Text under study =>
--

Aims/hypothesis: Although recent studies propose that epigenetic factors influence insulin expression, the regulation of the insulin gene in type 2 diabetic islets is still not fully understood. Here, we examined DNA methylation of the insulin gene promoter in pancreatic islets from patients with type 2 diabetes and non-diabetic human donors and related it to insulin expression, HbA(1c) levels, BMI and age.
Methods: DNA methylation was analysed in 25 CpG sites of the insulin promoter and insulin mRNA expression was analysed using quantitative RT-PCR in pancreatic islets from nine donors with type 2 diabetes and 48 non-diabetic donors.
Results: Insulin mRNA expression (p = 0.002), insulin content (p = 0.004) and glucose-stimulated insulin secretion (p = 0.04) were reduced in pancreatic islets from patients with type 2 diabetes compared with non-diabetic donors. Moreover, four CpG sites located 234 bp, 180 and 102 bp upstream and 63 bp downstream of the transcription start site (CpG -234, -180, -102 and +63, respectively), showed increased DNA methylation in type 2 diabetic compared with non-diabetic islets (7.8%, p = 0.03; 7.1%, p = 0.02; 4.4%, p = 0.03 and 9.3%, p = 0.03, respectively). While insulin mRNA expression correlated negatively (p < 1 × 10(-6)), the level of HbA(1c) correlated positively (p ≤ 0.01) with the degree of DNA methylation for CpG -234, -180 and +63. Furthermore, DNA methylation for nine additional CpG sites correlated negatively with insulin mRNA expression (p ≤ 0.01). Also, exposure to hyperglycaemia for 72 h increased insulin promoter DNA methylation in clonal rat beta cells (p = 0.005).
Conclusions/interpretations: This study demonstrates that DNA methylation of the insulin promoter is increased in patients with type 2 diabetes and correlates negatively with insulin gene expression in human pancreatic islets.

--

Entries shown =>
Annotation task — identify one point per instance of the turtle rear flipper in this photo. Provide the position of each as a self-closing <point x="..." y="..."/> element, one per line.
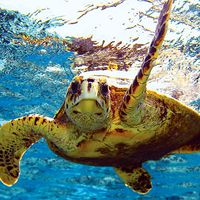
<point x="16" y="137"/>
<point x="138" y="179"/>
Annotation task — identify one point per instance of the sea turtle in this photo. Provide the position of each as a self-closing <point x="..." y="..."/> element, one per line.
<point x="104" y="125"/>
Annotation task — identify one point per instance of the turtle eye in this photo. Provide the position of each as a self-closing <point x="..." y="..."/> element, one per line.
<point x="104" y="89"/>
<point x="75" y="87"/>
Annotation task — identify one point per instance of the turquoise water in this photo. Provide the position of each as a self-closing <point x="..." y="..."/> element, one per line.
<point x="28" y="84"/>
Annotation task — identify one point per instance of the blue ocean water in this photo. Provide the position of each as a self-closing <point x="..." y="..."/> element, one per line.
<point x="33" y="79"/>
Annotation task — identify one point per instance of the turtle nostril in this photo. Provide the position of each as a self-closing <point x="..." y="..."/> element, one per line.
<point x="75" y="87"/>
<point x="75" y="112"/>
<point x="98" y="114"/>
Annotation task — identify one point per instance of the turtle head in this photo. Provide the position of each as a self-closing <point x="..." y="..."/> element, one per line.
<point x="87" y="103"/>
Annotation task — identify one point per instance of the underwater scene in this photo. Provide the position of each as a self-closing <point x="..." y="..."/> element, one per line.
<point x="43" y="45"/>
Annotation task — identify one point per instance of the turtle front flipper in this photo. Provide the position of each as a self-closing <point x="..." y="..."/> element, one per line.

--

Assignment => Reproduce the abstract on insulin promoter DNA methylation in type 2 diabetes, word for word and in full.

Task response =>
Aims/hypothesis: Although recent studies propose that epigenetic factors influence insulin expression, the regulation of the insulin gene in type 2 diabetic islets is still not fully understood. Here, we examined DNA methylation of the insulin gene promoter in pancreatic islets from patients with type 2 diabetes and non-diabetic human donors and related it to insulin expression, HbA(1c) levels, BMI and age.
Methods: DNA methylation was analysed in 25 CpG sites of the insulin promoter and insulin mRNA expression was analysed using quantitative RT-PCR in pancreatic islets from nine donors with type 2 diabetes and 48 non-diabetic donors.
Results: Insulin mRNA expression (p = 0.002), insulin content (p = 0.004) and glucose-stimulated insulin secretion (p = 0.04) were reduced in pancreatic islets from patients with type 2 diabetes compared with non-diabetic donors. Moreover, four CpG sites located 234 bp, 180 and 102 bp upstream and 63 bp downstream of the transcription start site (CpG -234, -180, -102 and +63, respectively), showed increased DNA methylation in type 2 diabetic compared with non-diabetic islets (7.8%, p = 0.03; 7.1%, p = 0.02; 4.4%, p = 0.03 and 9.3%, p = 0.03, respectively). While insulin mRNA expression correlated negatively (p < 1 × 10(-6)), the level of HbA(1c) correlated positively (p ≤ 0.01) with the degree of DNA methylation for CpG -234, -180 and +63. Furthermore, DNA methylation for nine additional CpG sites correlated negatively with insulin mRNA expression (p ≤ 0.01). Also, exposure to hyperglycaemia for 72 h increased insulin promoter DNA methylation in clonal rat beta cells (p = 0.005).
Conclusions/interpretations: This study demonstrates that DNA methylation of the insulin promoter is increased in patients with type 2 diabetes and correlates negatively with insulin gene expression in human pancreatic islets.